KUTIPAN SUMBER:
╭──
Sudah kita ketahui bahwa mayoritas penduduk Indonesia makanan pokoknya adalah nasi, bahkan lebih dari 150 juta penduduk kalau belum makan nasi rasanya belum makan meskipun sudah makan roti tiga bungkus. Dan rata-rata penduduk Indonesia sehari makan tiga kali sehingga kebutuhan akan nasi menjadi sangat tinggi. Melihat potensi pasar yang sangat besar tersebut mendorong unilever untuk membuat nasi instant yang diharapkan bisa memenui kebutuhan masyarakat indonesia yang mayoritas makanan pokoknya adalah nasi, sehingga lahirlah produk unilever yang dinamakan TARA NASIKU .
Tara nasiku diawal peluncurannya (tahun 2000) menggunakan media untuk promosi yang besar-besaran bahkan bintang iklanya pun tidak tanggung-tanggung memakai rudi khoirudin(pakas masak tingkat nasional),dan pihak manajemen unilever membackup besar-besaran untuk mensuksesan produk ini.
╰──
KUMPULAN DATA:
╭──
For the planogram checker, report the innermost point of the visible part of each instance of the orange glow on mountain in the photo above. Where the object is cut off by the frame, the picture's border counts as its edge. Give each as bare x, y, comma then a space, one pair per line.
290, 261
╰──
PETUNJUK TUGAS:
1. Pada tahun berapa Tara Nasiku diluncurkan menurut teks tentang Tara Nasiku?
2. Tukar "promosi" dengan "pemasaran", lalu tulis ulang bagian teks tentang Tara Nasiku mulai dari "Tara nasiku diawal" hingga "mensuksesan produk ini.".
3. Ringkas paragraf teks tentang Tara Nasiku yang diawali "Sudah kita ketahui bahwa" menjadi daftar berbutir tanpa menghilangkan fakta utamanya.
Data di atas merupakan bahan tersendiri yang terpisah dari teks tentang Tara Nasiku.

JAWABAN PER TUGAS:
1. Tara Nasiku diluncurkan pada tahun 2000.

2.
Tara nasiku diawal peluncurannya (tahun 2000) menggunakan media untuk pemasaran yang besar-besaran bahkan bintang iklanya pun tidak tanggung-tanggung memakai rudi khoirudin(pakas masak tingkat nasional),dan pihak manajemen unilever membackup besar-besaran untuk mensuksesan produk ini.

3.
- Makanan pokok mayoritas penduduk Indonesia adalah nasi.
- Lebih dari 150 juta penduduk merasa belum makan jika belum makan nasi, meskipun sudah makan tiga bungkus roti.
- Rata-rata penduduk Indonesia makan tiga kali sehari, sehingga kebutuhan akan nasi sangat tinggi.
- Besarnya potensi pasar ini mendorong Unilever membuat nasi instan.
- Produk tersebut dinamakan Tara Nasiku.